## Extract
Retrievals: Emission Spectra Retrieval with NumPyro NUTS#

Written by Evert Nasedkin. Please cite pRT’s retrieval package (Nasedkin et al. 2024) in addition to pRT (Mollière et al. 2019) if you make use of the retrieval package for your work.

This retrieval is based on the forward model used in Mollière et al. (2020) for HR8799e, and shows a more realistic example of how to set up a retrieval. This notebook uses the differentiable molliere_2020_emission model together with the NumPyro NUTS sampler so that pRT can evaluate gradients through the runtime-native retrieval path. Emission spectra retrievals, particularly when multiple datasets are included and scattering is taken into account, can still take substantial computational resources to run. Therefore, this notebook outlines the setup for such a retrieval, but we still advise running production chains on a workstation or cluster.

For this example, the module chemistry.pre_calculated_chemistry is used to solve for disequilibrium chemistry (actually equilibrium chemistry with a simple quenching treatment), and the chemistry.clouds module is used for condensation. Note that you can import other models from petitRADTRANS/retrieval/models.py, see the API documentation. This file is included in the pRT package folder. Alternatively you can access them through git (just click the link). Of course you can also write your own model. For this we recommend using existing models as template. Remember to respect the input and output format of the model functions described in “Basic Retrieval Tutorial”

The model here uses a simple adaptive mesh refinement (AMR) algorithm to improve the pressure resolution around the location of the cloud bases.

In this tutorial#

Setting up a NumPyro NUTS retrieval
Adding photometry

Getting started#

Please make sure to have worked through the“Basic Retrieval Tutorial”before looking at the material below.

In this tutorial, we will outline the process of setting up a RetrievalConfig object, which is the class used to set up a pRT retrieval. The basic process is always to set up the configuration, and then pass it to the Retrieval class to run the retrieval with the sampler backend selected in RetrievalConfig. In this notebook we use sampler_type="numpyro_nuts". Like mentioned in the “Basic Retrieval Tutorial” several standard plotting outputs will also be produced by the retrieval class. NUTS is a gradient-based MCMC method: during warmup it adapts the Hamiltonian trajectory length and step size so it can explore smooth differentiable posteriors efficiently, but it does not compute the Bayesian evidence. Nested sampling backends such as PyMultiNest, Dynesty, or UltraNest are designed to estimate both the posterior and the evidence, which makes them better suited for evidence-based model comparison and some strongly multimodal posteriors. Most of the classes and functions used in this tutorial have more advanced features than what will be explained here, so it’s highly recommended to take a look at the code and API documentation. There should be enough flexibility built in to cover most typical retrieval studies, but if you have feature requests please get in touch, or open an issue on gitlab.

## What is asked
• a. List every nested sampling backend that the tutorial names.
• b. Answer these questions from the tutorial:
(i) The retrieval is based on the forward model that Mollière et al. (2020) used for which object?
(ii) Which value of sampler_type does the notebook use?
(iii) What does the model's simple adaptive mesh refinement algorithm improve?
• c. Copy the stretch of the tutorial from "Written by Evert" through "for your work.".

## Records of labeled points

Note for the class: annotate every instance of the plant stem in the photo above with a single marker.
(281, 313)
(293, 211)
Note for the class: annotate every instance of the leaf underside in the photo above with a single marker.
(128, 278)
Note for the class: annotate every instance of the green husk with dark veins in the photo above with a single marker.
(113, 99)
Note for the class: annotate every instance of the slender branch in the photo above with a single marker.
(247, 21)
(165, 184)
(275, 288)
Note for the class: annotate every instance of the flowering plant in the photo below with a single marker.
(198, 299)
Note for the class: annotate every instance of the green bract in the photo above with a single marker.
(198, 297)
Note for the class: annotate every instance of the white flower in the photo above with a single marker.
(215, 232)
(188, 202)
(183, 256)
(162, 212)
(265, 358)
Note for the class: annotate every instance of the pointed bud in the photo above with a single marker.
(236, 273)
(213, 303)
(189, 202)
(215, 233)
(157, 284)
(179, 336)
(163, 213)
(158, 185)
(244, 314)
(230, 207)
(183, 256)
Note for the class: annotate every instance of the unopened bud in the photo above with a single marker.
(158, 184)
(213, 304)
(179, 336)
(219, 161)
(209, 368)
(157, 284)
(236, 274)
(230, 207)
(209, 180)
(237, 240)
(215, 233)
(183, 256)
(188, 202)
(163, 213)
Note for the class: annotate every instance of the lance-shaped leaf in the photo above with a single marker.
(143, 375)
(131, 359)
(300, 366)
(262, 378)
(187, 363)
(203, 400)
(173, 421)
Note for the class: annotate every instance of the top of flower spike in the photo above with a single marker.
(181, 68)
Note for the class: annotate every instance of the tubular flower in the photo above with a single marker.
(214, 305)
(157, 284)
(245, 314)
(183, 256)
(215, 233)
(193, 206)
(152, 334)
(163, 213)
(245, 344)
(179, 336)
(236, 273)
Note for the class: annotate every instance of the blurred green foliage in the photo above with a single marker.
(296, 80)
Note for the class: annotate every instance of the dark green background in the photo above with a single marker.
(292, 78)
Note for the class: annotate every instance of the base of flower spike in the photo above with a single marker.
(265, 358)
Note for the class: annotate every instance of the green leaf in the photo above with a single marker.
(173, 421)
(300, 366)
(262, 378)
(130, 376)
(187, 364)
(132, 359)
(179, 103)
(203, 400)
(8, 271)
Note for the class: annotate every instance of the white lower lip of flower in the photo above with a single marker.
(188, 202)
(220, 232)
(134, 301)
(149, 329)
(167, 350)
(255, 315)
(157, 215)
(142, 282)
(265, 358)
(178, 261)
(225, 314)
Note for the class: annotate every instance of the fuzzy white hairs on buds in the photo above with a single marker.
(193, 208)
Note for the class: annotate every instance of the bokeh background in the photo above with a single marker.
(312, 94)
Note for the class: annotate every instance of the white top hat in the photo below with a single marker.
==
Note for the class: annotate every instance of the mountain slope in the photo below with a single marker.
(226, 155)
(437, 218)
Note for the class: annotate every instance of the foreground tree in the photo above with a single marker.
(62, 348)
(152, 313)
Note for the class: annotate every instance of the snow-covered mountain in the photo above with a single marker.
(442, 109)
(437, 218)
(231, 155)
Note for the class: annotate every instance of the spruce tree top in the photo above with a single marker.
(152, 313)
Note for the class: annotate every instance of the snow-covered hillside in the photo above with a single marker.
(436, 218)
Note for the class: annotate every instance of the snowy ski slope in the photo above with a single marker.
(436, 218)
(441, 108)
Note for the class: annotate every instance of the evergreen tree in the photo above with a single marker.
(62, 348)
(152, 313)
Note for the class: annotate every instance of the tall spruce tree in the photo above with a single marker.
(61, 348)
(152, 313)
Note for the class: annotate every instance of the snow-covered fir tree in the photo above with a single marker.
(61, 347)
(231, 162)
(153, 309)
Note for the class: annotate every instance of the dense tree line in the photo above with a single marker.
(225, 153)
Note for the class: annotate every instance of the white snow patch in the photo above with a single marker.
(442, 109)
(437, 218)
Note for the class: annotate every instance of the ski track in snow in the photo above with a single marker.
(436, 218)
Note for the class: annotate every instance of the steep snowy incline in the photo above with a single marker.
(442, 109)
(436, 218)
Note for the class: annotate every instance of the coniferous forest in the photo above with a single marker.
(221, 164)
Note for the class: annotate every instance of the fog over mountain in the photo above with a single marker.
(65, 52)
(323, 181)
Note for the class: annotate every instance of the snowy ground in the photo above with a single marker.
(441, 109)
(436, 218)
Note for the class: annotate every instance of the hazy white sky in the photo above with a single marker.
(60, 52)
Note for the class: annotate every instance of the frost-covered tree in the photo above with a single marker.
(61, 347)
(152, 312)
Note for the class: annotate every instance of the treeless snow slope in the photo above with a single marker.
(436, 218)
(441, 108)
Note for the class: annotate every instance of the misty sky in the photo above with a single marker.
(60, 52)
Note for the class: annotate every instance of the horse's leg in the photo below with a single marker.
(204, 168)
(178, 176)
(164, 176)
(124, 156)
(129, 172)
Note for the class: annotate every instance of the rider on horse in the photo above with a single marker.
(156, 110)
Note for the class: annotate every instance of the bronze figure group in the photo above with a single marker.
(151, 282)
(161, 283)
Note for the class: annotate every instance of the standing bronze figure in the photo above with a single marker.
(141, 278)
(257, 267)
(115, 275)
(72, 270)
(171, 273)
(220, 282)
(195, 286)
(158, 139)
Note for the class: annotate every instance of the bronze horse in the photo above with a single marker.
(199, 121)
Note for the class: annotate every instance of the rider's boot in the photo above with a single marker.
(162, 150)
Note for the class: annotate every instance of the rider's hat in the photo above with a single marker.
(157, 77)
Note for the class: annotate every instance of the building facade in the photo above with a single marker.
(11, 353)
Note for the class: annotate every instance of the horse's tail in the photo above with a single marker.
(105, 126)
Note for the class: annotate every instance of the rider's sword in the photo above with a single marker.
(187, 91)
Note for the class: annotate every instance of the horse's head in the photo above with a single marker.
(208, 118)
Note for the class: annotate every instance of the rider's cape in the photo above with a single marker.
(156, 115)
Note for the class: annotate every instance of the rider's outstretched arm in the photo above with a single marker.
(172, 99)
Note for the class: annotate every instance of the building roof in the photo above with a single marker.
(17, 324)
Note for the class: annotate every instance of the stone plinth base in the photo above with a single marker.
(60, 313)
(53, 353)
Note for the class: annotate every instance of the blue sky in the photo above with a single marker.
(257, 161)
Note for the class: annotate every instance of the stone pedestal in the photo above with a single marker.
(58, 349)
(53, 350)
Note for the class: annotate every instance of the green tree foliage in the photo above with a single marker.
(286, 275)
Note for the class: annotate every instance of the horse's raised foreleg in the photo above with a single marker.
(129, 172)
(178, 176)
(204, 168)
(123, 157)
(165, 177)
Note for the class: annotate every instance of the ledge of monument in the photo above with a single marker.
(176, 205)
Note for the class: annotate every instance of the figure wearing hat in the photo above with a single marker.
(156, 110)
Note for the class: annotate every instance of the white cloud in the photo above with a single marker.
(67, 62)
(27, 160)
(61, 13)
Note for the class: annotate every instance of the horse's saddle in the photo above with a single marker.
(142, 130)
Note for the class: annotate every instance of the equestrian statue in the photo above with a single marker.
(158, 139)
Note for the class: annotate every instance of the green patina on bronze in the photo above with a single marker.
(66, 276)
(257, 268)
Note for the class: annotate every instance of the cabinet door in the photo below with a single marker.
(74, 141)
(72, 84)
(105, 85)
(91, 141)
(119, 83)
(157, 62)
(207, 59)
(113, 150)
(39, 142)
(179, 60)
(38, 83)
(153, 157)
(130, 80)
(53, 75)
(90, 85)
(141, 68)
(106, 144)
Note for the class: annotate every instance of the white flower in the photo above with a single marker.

## Task-by-task outputs
• a. PyMultiNest, Dynesty, UltraNest

• b.
(i) HR8799e
(ii) "numpyro_nuts"
(iii) The pressure resolution around the location of the cloud bases

• c.
Written by Evert Nasedkin. Please cite pRT’s retrieval package (Nasedkin et al. 2024) in addition to pRT (Mollière et al. 2019) if you make use of the retrieval package for your work.